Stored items
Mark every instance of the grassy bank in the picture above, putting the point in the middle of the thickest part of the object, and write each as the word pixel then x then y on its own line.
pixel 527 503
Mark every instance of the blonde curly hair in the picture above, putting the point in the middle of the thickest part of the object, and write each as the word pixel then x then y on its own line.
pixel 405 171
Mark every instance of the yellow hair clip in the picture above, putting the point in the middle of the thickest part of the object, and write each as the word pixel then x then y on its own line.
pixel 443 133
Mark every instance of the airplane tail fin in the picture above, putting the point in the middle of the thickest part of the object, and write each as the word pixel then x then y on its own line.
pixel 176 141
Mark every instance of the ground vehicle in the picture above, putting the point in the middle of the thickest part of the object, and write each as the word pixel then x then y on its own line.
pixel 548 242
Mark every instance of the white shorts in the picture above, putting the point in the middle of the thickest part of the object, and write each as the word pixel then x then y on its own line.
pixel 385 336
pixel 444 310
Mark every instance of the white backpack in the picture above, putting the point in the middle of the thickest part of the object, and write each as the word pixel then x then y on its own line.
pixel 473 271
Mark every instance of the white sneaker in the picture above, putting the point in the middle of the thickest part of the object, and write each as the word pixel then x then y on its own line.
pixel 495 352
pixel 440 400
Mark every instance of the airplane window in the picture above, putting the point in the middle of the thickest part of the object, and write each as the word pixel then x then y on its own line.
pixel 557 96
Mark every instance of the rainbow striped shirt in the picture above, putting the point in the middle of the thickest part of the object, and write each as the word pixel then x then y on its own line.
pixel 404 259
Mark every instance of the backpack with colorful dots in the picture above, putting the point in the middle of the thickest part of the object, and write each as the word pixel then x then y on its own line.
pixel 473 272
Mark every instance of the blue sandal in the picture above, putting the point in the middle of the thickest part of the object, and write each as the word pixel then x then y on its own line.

--- About this exercise ---
What is needed is a word-for-word copy of all the records above.

--- Answer section ---
Mark every instance of the grassy bank in the picture above, putting the point in the middle of the thickest part of the object, and write each as the word pixel then x then y on its own line.
pixel 527 503
Mark every instance of the blonde curly hair in the picture above, putting the point in the middle of the thickest part of the object, and write each as the word pixel then x then y on its own line.
pixel 405 171
Mark every instance of the yellow hair clip in the picture above, putting the point in the middle of the thickest part of the object, and write each as the word pixel then x then y on its own line.
pixel 443 133
Mark every instance of the airplane tail fin in the picture above, putting the point in the middle of the thickest part of the object, and write each as the word pixel then x then y on its own line.
pixel 176 141
Mark every instance of the ground vehicle in the picture above, putting the point in the middle of the thickest part of the object, and write each as the word pixel then x then y on its own line.
pixel 548 242
Mark every instance of the white shorts in the picture above, putting the point in the middle of the thickest part of the object, and write each as the word pixel then x then y on its own line.
pixel 385 336
pixel 444 310
Mark every instance of the white backpack in the picture above, putting the point in the middle of the thickest part of the object, and write each as the word pixel then x then y on its own line.
pixel 473 271
Mark every instance of the white sneaker in the picture above, putting the point in the middle of the thickest part of the object, and write each as the word pixel then x then y on its own line.
pixel 495 352
pixel 440 400
Mark every instance of the airplane window in the picture above, putting the point in the middle of the thickest part of the object, and write each as the word pixel then x then y on its own line.
pixel 557 96
Mark every instance of the rainbow striped shirt in the picture above, putting the point in the middle of the thickest part of the object, and write each as the word pixel then x then y on its own line.
pixel 404 259
Mark every instance of the backpack with colorful dots in the picture above, putting the point in the middle of the thickest part of the object, and write each as the word pixel then x then y on its own line.
pixel 473 272
Mark every instance of the blue sandal in the picture above, putting the point in the middle of the thickest part of the object, and write each as the word pixel then x then y on its own line.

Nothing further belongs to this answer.